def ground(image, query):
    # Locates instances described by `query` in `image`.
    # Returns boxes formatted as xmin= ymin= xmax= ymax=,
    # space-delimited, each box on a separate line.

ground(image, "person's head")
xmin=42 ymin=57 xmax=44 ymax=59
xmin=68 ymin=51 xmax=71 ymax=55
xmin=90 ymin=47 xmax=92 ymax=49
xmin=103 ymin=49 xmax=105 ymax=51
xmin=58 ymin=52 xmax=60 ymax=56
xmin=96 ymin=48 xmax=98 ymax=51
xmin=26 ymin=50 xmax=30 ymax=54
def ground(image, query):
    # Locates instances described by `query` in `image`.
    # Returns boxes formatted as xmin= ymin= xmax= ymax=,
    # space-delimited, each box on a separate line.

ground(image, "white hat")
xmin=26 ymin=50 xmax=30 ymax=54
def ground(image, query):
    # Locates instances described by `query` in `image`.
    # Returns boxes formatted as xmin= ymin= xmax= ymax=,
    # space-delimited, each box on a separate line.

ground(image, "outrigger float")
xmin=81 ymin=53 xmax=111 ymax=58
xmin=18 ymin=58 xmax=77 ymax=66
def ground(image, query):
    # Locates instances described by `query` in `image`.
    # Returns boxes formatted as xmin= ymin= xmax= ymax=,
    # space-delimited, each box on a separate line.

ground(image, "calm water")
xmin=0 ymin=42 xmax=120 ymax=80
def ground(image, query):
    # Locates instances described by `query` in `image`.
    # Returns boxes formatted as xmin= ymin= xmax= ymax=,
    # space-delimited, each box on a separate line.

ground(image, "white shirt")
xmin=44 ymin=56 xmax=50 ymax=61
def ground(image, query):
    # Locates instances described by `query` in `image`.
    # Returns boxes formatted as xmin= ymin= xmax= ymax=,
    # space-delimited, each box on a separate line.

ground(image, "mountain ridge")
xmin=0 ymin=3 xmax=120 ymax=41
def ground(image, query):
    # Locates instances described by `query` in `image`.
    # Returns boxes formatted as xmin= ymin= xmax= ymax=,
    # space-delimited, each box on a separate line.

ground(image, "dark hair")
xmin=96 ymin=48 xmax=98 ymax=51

**Short exercise:** Please lay out every line of the data above as a Markdown table with the columns Row and Line, numbering the rows in order and leaving out blank lines.

**Result:**
| Row | Line |
|---|---|
| 1 | def ground(image, query): |
| 2 |     # Locates instances described by `query` in `image`. |
| 3 |     # Returns boxes formatted as xmin= ymin= xmax= ymax=, |
| 4 |     # space-delimited, each box on a separate line. |
| 5 | ground(image, "person's head") |
| 6 | xmin=42 ymin=57 xmax=44 ymax=59 |
| 7 | xmin=68 ymin=51 xmax=71 ymax=55 |
| 8 | xmin=90 ymin=47 xmax=92 ymax=49 |
| 9 | xmin=103 ymin=49 xmax=105 ymax=51 |
| 10 | xmin=58 ymin=52 xmax=60 ymax=56 |
| 11 | xmin=96 ymin=48 xmax=98 ymax=51 |
| 12 | xmin=26 ymin=50 xmax=30 ymax=54 |
| 13 | def ground(image, query): |
| 14 |     # Locates instances described by `query` in `image`. |
| 15 |     # Returns boxes formatted as xmin= ymin= xmax= ymax=, |
| 16 |     # space-delimited, each box on a separate line. |
| 17 | ground(image, "white hat") |
| 18 | xmin=26 ymin=50 xmax=30 ymax=54 |
| 19 | def ground(image, query): |
| 20 |     # Locates instances described by `query` in `image`. |
| 21 |     # Returns boxes formatted as xmin= ymin= xmax= ymax=, |
| 22 |     # space-delimited, each box on a separate line. |
| 23 | ground(image, "outrigger float") |
| 24 | xmin=81 ymin=53 xmax=111 ymax=58 |
| 25 | xmin=18 ymin=58 xmax=77 ymax=66 |
| 26 | def ground(image, query): |
| 27 |     # Locates instances described by `query` in `image`. |
| 28 |     # Returns boxes formatted as xmin= ymin= xmax= ymax=, |
| 29 |     # space-delimited, each box on a separate line. |
| 30 | ground(image, "calm water") |
| 31 | xmin=0 ymin=42 xmax=120 ymax=80 |
| 32 | def ground(image, query): |
| 33 |     # Locates instances described by `query` in `image`. |
| 34 |     # Returns boxes formatted as xmin= ymin= xmax= ymax=, |
| 35 |     # space-delimited, each box on a separate line. |
| 36 | ground(image, "white shirt") |
| 37 | xmin=44 ymin=56 xmax=50 ymax=61 |
| 38 | def ground(image, query): |
| 39 |     # Locates instances described by `query` in `image`. |
| 40 |     # Returns boxes formatted as xmin= ymin= xmax= ymax=, |
| 41 |     # space-delimited, each box on a separate line. |
| 42 | ground(image, "mountain ridge") |
| 43 | xmin=0 ymin=3 xmax=120 ymax=41 |
| 44 | def ground(image, query): |
| 45 |     # Locates instances described by `query` in `image`. |
| 46 |     # Returns boxes formatted as xmin= ymin= xmax= ymax=, |
| 47 |     # space-delimited, each box on a separate line. |
| 48 | ground(image, "dark hair") |
| 49 | xmin=96 ymin=48 xmax=98 ymax=51 |